Monday, November 14, 2016

Frederick Banting: From Darkness to Light

Best, Banting and subject

Frederick Banting is a name you probably don't know. 
But in a time and place where we despair of a halt to progress, a reversal of progress, it's good to remember that sometimes, maybe oft times progress occurs without the government helping, progress driven by an individual who was driven to succeed.


When Frederick Banting was doing his work in Toronto Canada, in 1921, it was the roaring 20's in America.  There were famous people in America playing, partying, drinking boot leg liquor.
Most Americans, now and then could name F. Scott Fitzgerald, Babe Ruth, Woodrow Wilson, but who ever heard of Frederick Banting?
School children in America to this day cannot say who Frederick Banting is.
Most of their parents haven't a clue.
But millions owe their lives to him.
Google, God Bless, did run a banner today about him today, the 121st anniversary of his birthday.
Frederick Banting was a trauma surgeon, back from the Great War, with a failing practice in the hinterlands, when he read an article about an experiment in which the pancreatic duct was tied off, destroying the pancreases of dogs and what happened next to the dogs looked a lot like diabetes mellitus.
Banting planted himself in the office of a  Dr. MacLeod at the University of Toronto, one of the leading lights in diabetes research and as a leading light, he believed the core lesion of diabetes was a problem in the liver, which even then was known to produce glucose, blood sugar.
MacLeod gave Banting some lab space at the Univeristy of Toronto, a few dogs, and an assistant, a graduate student named Charles Best. Beyond that, he made no commitments. He did not believe in the pancreas.

WHAT YOU HAVE TO DO >>
Reproduce word for word the part of the Frederick Banting post that opens with the words containing "Frederick Banting: From" and closes with "of Frederick Banting?".

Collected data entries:
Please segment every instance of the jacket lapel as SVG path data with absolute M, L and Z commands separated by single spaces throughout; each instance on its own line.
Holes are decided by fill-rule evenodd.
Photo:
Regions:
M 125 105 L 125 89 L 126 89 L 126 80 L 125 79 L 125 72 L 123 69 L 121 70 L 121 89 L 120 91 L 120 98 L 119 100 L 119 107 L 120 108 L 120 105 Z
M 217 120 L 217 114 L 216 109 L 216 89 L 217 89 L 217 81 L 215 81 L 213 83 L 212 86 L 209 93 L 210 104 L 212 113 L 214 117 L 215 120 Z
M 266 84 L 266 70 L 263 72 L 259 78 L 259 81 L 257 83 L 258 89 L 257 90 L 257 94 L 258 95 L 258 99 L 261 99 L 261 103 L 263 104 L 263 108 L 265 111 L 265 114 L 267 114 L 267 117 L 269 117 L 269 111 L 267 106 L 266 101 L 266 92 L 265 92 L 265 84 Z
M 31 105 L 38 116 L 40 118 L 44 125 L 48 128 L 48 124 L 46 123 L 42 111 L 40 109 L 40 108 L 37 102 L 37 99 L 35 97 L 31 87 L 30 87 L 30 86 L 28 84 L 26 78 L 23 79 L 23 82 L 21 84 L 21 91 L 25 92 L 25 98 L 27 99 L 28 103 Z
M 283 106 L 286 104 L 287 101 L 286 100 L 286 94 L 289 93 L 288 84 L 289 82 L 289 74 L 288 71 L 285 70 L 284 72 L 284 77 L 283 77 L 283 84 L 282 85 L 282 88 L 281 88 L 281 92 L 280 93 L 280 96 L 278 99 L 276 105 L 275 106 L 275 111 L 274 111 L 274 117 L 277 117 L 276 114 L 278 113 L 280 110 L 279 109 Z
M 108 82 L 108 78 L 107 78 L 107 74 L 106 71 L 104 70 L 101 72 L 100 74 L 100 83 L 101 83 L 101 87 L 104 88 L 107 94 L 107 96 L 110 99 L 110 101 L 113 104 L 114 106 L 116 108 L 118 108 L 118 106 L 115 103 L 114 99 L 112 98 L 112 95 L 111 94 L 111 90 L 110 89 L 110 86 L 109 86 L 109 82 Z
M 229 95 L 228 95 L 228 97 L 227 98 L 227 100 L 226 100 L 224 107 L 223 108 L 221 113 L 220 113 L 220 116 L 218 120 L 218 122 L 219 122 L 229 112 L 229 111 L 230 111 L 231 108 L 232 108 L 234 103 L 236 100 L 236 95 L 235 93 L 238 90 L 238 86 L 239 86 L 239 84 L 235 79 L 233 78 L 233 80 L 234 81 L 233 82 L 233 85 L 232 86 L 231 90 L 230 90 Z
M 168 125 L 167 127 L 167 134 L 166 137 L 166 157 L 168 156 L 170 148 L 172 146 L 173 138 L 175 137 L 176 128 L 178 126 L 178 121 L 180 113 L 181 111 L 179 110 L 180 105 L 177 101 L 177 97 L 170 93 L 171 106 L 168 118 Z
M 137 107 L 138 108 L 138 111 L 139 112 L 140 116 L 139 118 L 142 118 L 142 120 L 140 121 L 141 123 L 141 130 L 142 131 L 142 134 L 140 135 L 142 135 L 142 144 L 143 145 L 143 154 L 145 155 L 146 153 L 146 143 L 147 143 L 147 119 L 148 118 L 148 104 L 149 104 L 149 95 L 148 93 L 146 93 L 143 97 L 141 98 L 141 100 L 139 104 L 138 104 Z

EXERCISE RESULT >>
Frederick Banting: From Darkness to Light

Best, Banting and subject

Frederick Banting is a name you probably don't know. 
But in a time and place where we despair of a halt to progress, a reversal of progress, it's good to remember that sometimes, maybe oft times progress occurs without the government helping, progress driven by an individual who was driven to succeed.


When Frederick Banting was doing his work in Toronto Canada, in 1921, it was the roaring 20's in America.  There were famous people in America playing, partying, drinking boot leg liquor.
Most Americans, now and then could name F. Scott Fitzgerald, Babe Ruth, Woodrow Wilson, but who ever heard of Frederick Banting?